───── Material provided

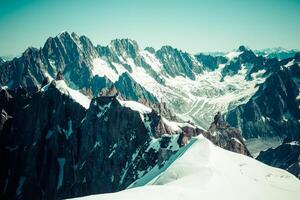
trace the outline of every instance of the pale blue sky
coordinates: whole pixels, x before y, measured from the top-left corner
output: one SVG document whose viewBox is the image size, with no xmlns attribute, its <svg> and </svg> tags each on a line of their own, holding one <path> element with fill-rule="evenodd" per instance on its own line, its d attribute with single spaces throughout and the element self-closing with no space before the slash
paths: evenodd
<svg viewBox="0 0 300 200">
<path fill-rule="evenodd" d="M 0 55 L 40 47 L 62 30 L 96 44 L 228 51 L 300 48 L 300 0 L 0 0 Z"/>
</svg>

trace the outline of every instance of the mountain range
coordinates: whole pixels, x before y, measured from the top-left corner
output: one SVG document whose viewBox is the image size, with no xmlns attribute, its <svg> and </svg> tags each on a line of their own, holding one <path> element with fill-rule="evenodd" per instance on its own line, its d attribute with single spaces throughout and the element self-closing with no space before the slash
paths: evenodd
<svg viewBox="0 0 300 200">
<path fill-rule="evenodd" d="M 170 182 L 164 174 L 185 156 L 210 159 L 203 152 L 188 153 L 206 148 L 228 154 L 228 162 L 234 155 L 254 165 L 251 170 L 273 172 L 245 158 L 258 156 L 299 178 L 300 53 L 282 52 L 240 46 L 224 54 L 192 55 L 172 46 L 141 49 L 131 39 L 95 46 L 85 36 L 62 32 L 39 49 L 0 60 L 1 196 L 61 199 L 135 183 L 164 185 Z M 282 141 L 274 149 L 252 151 L 255 142 L 247 142 L 274 137 Z M 223 153 L 210 142 L 244 156 Z M 270 177 L 276 178 L 268 181 L 263 178 L 268 174 L 242 176 L 262 179 L 266 190 L 271 182 L 284 184 L 281 176 L 299 185 L 281 173 L 275 170 Z M 199 178 L 206 175 L 211 177 Z M 289 184 L 283 187 L 291 189 Z"/>
</svg>

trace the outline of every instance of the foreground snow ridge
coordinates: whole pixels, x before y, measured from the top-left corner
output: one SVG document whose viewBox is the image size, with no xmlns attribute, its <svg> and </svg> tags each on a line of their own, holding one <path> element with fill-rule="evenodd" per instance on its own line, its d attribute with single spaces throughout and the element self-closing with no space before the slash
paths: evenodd
<svg viewBox="0 0 300 200">
<path fill-rule="evenodd" d="M 78 199 L 299 199 L 300 181 L 288 172 L 221 149 L 203 136 L 192 142 L 181 157 L 146 185 Z"/>
</svg>

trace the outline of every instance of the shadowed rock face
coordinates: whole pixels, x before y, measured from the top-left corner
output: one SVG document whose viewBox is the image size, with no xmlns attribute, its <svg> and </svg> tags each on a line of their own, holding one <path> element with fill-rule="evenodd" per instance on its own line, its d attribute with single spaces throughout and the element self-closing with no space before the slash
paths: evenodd
<svg viewBox="0 0 300 200">
<path fill-rule="evenodd" d="M 185 142 L 189 141 L 192 136 L 200 134 L 219 147 L 251 157 L 251 154 L 244 143 L 241 132 L 236 128 L 230 127 L 220 112 L 215 115 L 214 121 L 211 123 L 207 131 L 196 127 L 183 127 L 183 133 L 180 135 L 179 141 L 182 142 L 181 145 L 184 145 Z"/>
<path fill-rule="evenodd" d="M 11 96 L 1 104 L 11 116 L 0 132 L 1 199 L 53 199 L 58 159 L 76 152 L 72 138 L 85 110 L 54 87 L 31 96 L 18 89 Z M 72 170 L 65 171 L 71 176 Z"/>
<path fill-rule="evenodd" d="M 227 139 L 218 141 L 190 125 L 174 132 L 157 112 L 134 111 L 115 96 L 95 98 L 85 110 L 50 85 L 34 94 L 22 88 L 1 90 L 0 101 L 1 199 L 61 199 L 119 191 L 153 166 L 163 166 L 178 150 L 174 145 L 192 135 L 203 134 L 243 153 L 226 145 Z"/>
<path fill-rule="evenodd" d="M 227 59 L 223 56 L 211 56 L 200 53 L 195 55 L 195 57 L 206 69 L 211 71 L 216 70 L 220 64 L 225 64 L 227 62 Z"/>
<path fill-rule="evenodd" d="M 155 55 L 163 64 L 164 72 L 171 77 L 184 75 L 194 80 L 195 74 L 203 71 L 202 65 L 195 62 L 196 59 L 171 46 L 163 46 Z"/>
<path fill-rule="evenodd" d="M 105 113 L 101 109 L 107 104 L 111 106 Z M 95 99 L 86 111 L 54 85 L 31 96 L 22 89 L 11 94 L 2 90 L 1 110 L 4 199 L 60 199 L 118 191 L 135 180 L 137 169 L 157 163 L 155 151 L 144 153 L 151 162 L 133 159 L 134 154 L 138 159 L 139 151 L 145 152 L 150 135 L 141 115 L 121 106 L 115 97 Z M 142 161 L 137 168 L 134 163 Z"/>
<path fill-rule="evenodd" d="M 207 138 L 216 145 L 233 152 L 251 156 L 241 132 L 236 128 L 230 127 L 220 112 L 214 117 L 214 122 L 211 123 L 208 132 L 210 135 Z"/>
<path fill-rule="evenodd" d="M 123 73 L 114 85 L 118 91 L 121 91 L 124 99 L 138 101 L 146 105 L 158 103 L 157 98 L 134 81 L 127 72 Z"/>
<path fill-rule="evenodd" d="M 89 66 L 90 52 L 83 47 L 75 33 L 64 32 L 49 38 L 42 49 L 28 48 L 20 58 L 4 63 L 0 69 L 0 83 L 9 83 L 10 88 L 36 87 L 47 74 L 55 77 L 61 71 L 68 72 L 68 79 L 78 87 L 87 87 L 91 72 L 84 66 Z"/>
<path fill-rule="evenodd" d="M 277 148 L 260 152 L 257 160 L 285 169 L 300 179 L 300 137 L 288 138 Z"/>
</svg>

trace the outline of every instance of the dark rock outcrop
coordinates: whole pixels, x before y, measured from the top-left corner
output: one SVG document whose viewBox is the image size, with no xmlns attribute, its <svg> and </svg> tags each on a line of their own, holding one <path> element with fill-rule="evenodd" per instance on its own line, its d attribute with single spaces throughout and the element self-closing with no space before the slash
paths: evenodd
<svg viewBox="0 0 300 200">
<path fill-rule="evenodd" d="M 163 64 L 163 71 L 171 77 L 186 76 L 194 80 L 195 74 L 203 72 L 201 64 L 196 62 L 196 59 L 171 46 L 163 46 L 156 51 L 155 56 Z"/>
<path fill-rule="evenodd" d="M 218 69 L 220 64 L 225 64 L 227 62 L 227 59 L 223 56 L 211 56 L 200 53 L 195 55 L 195 57 L 203 64 L 205 69 L 210 71 Z"/>
<path fill-rule="evenodd" d="M 257 160 L 285 169 L 300 179 L 300 140 L 299 138 L 287 139 L 275 149 L 260 152 Z"/>
<path fill-rule="evenodd" d="M 191 137 L 202 134 L 219 147 L 251 157 L 241 132 L 236 128 L 230 127 L 220 112 L 215 115 L 214 121 L 207 131 L 191 126 L 184 126 L 182 130 L 183 133 L 181 133 L 179 140 L 181 145 L 186 144 Z"/>
<path fill-rule="evenodd" d="M 114 86 L 124 99 L 138 101 L 145 105 L 158 103 L 157 98 L 137 83 L 127 72 L 119 77 Z"/>
<path fill-rule="evenodd" d="M 198 134 L 244 153 L 193 125 L 174 131 L 156 111 L 135 111 L 116 96 L 95 98 L 86 110 L 50 84 L 34 94 L 2 90 L 0 100 L 1 199 L 119 191 Z"/>
<path fill-rule="evenodd" d="M 234 127 L 230 127 L 220 112 L 214 117 L 214 121 L 211 123 L 208 132 L 210 134 L 207 138 L 214 144 L 233 152 L 251 156 L 241 132 Z"/>
</svg>

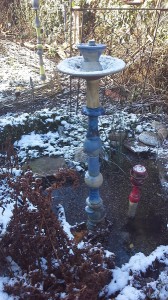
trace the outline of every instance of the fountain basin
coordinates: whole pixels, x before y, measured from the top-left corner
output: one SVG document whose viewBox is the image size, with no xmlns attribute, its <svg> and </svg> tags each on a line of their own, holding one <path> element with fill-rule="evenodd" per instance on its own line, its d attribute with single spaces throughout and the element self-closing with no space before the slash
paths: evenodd
<svg viewBox="0 0 168 300">
<path fill-rule="evenodd" d="M 64 74 L 80 77 L 84 79 L 99 79 L 101 77 L 118 73 L 125 68 L 125 62 L 119 58 L 109 55 L 101 55 L 99 64 L 101 70 L 95 70 L 94 65 L 92 70 L 86 70 L 83 67 L 83 56 L 75 56 L 66 58 L 57 65 L 57 69 Z M 90 62 L 88 62 L 90 64 Z M 86 62 L 85 62 L 86 65 Z"/>
</svg>

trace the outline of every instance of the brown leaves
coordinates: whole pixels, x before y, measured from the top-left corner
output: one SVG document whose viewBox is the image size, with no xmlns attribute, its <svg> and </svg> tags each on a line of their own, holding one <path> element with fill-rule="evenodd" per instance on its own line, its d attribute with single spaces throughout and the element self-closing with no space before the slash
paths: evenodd
<svg viewBox="0 0 168 300">
<path fill-rule="evenodd" d="M 65 184 L 72 184 L 73 187 L 79 185 L 78 173 L 72 169 L 60 169 L 54 175 L 55 182 L 52 184 L 52 188 L 57 189 Z"/>
<path fill-rule="evenodd" d="M 52 211 L 53 187 L 77 186 L 78 175 L 74 170 L 61 169 L 54 180 L 55 185 L 44 190 L 42 179 L 34 178 L 31 170 L 15 179 L 11 172 L 8 178 L 15 208 L 0 242 L 0 264 L 5 264 L 5 257 L 11 257 L 24 279 L 15 277 L 15 284 L 7 284 L 5 291 L 20 300 L 55 300 L 60 293 L 67 294 L 65 299 L 96 300 L 111 274 L 104 267 L 103 250 L 98 249 L 100 246 L 91 248 L 90 244 L 78 249 L 78 242 L 86 239 L 86 228 L 69 240 Z M 12 269 L 10 274 L 14 277 Z"/>
<path fill-rule="evenodd" d="M 73 234 L 74 234 L 75 242 L 80 243 L 84 239 L 84 237 L 86 236 L 87 231 L 86 230 L 81 230 L 79 232 L 76 231 Z"/>
</svg>

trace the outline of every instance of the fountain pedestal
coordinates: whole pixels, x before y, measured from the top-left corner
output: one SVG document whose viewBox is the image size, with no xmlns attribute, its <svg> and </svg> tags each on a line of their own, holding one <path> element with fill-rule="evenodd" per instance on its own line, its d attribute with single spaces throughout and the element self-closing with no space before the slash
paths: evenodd
<svg viewBox="0 0 168 300">
<path fill-rule="evenodd" d="M 88 215 L 87 227 L 94 230 L 105 217 L 103 201 L 99 188 L 103 183 L 100 173 L 99 155 L 102 143 L 98 131 L 98 117 L 104 114 L 99 103 L 99 79 L 103 76 L 120 72 L 125 63 L 118 58 L 101 55 L 106 45 L 96 44 L 94 40 L 88 44 L 79 44 L 77 48 L 82 56 L 65 59 L 57 68 L 65 73 L 87 81 L 86 107 L 82 113 L 88 116 L 88 130 L 84 141 L 84 151 L 88 155 L 88 171 L 85 182 L 89 187 L 89 196 L 86 199 L 85 211 Z"/>
<path fill-rule="evenodd" d="M 87 106 L 82 111 L 88 116 L 84 152 L 88 155 L 88 171 L 85 174 L 85 183 L 89 187 L 89 197 L 86 199 L 85 211 L 88 214 L 87 227 L 89 230 L 94 230 L 96 225 L 105 217 L 103 201 L 99 194 L 103 176 L 100 173 L 99 163 L 102 143 L 98 131 L 98 117 L 104 114 L 104 109 L 99 104 L 99 80 L 87 80 L 86 100 Z"/>
</svg>

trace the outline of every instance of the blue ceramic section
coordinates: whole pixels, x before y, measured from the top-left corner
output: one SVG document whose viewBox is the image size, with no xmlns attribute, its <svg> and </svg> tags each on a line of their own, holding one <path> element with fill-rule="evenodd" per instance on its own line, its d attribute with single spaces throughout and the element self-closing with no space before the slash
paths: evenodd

──────────

Exercise prompt> Collect from the data above every line that includes "rock".

Solution for this exercise>
trace the outline of every instance of the shadowed rock face
trace the outline of every instance of the dark rock outcrop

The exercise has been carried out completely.